## TASK TO COMPLETE:
In the records below, locate the line containing "Task: indicate the white"; output that line and every following line through the last, exactly.

══ INFORMATION GIVEN

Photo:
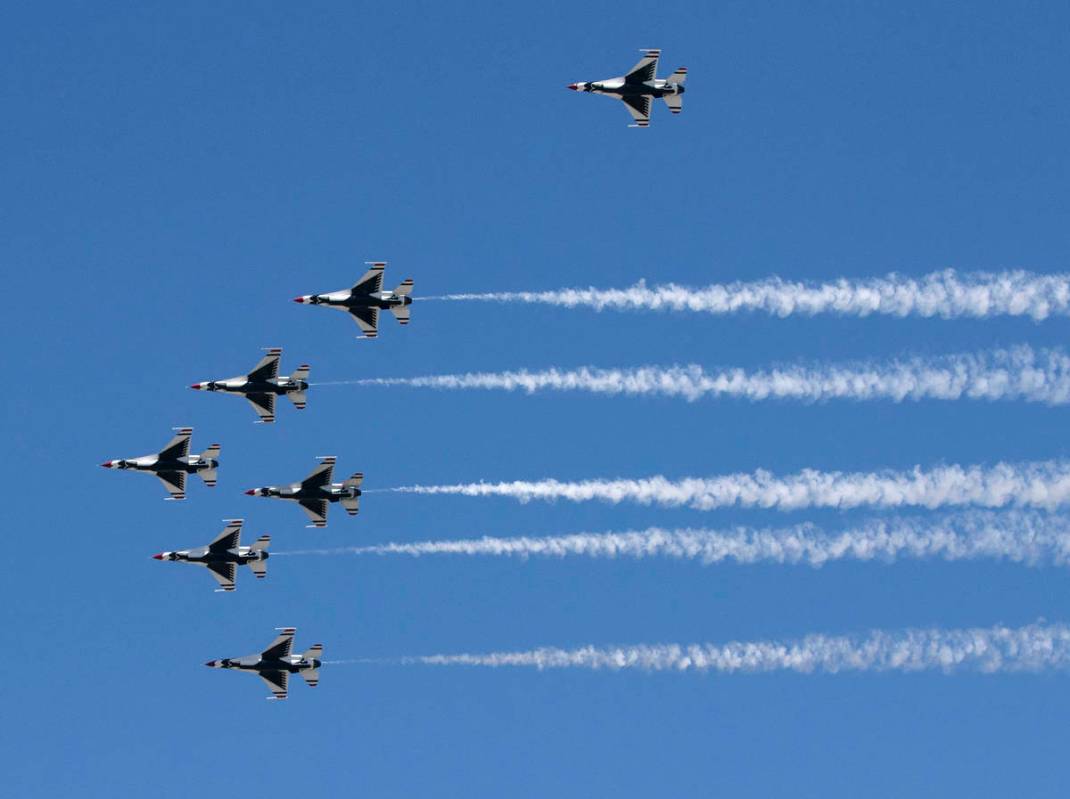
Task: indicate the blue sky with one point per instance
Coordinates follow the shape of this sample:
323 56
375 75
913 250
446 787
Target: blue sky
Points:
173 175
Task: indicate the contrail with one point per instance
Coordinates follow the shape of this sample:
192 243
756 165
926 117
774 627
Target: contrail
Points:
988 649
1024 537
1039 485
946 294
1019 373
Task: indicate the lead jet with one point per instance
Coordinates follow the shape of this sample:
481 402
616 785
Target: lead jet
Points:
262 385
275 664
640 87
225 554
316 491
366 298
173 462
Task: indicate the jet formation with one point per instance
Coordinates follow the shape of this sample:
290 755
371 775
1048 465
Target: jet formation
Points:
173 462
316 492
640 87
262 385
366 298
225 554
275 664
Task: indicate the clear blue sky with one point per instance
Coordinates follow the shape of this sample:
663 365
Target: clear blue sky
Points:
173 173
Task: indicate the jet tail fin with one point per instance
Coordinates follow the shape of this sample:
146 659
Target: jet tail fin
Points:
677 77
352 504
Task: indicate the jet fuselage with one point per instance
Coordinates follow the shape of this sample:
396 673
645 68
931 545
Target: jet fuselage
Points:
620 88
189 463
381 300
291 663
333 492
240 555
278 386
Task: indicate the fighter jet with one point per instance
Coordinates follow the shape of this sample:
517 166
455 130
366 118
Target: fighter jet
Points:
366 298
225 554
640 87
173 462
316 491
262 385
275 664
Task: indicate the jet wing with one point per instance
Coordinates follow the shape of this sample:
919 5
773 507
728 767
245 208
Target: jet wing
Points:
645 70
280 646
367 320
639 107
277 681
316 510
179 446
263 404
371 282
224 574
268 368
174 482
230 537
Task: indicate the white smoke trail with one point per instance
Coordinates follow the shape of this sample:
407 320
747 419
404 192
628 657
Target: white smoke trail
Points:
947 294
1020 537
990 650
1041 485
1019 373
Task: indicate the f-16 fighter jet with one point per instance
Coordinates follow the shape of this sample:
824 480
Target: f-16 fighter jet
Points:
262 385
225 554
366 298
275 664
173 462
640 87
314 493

════

## RESULT:
Task: indicate the white smoke trail with one point per instance
Coordinates follow the shape of this sample:
407 320
747 419
404 192
628 657
Target: white smoke trail
Points:
947 294
1020 537
990 650
1041 485
1019 373
Task: indicate the f-16 fighter jet with one point per instance
Coordinates follow the shape of this sample:
824 480
Target: f-16 fighter jet
Points:
262 385
225 554
366 298
275 664
173 462
640 87
314 493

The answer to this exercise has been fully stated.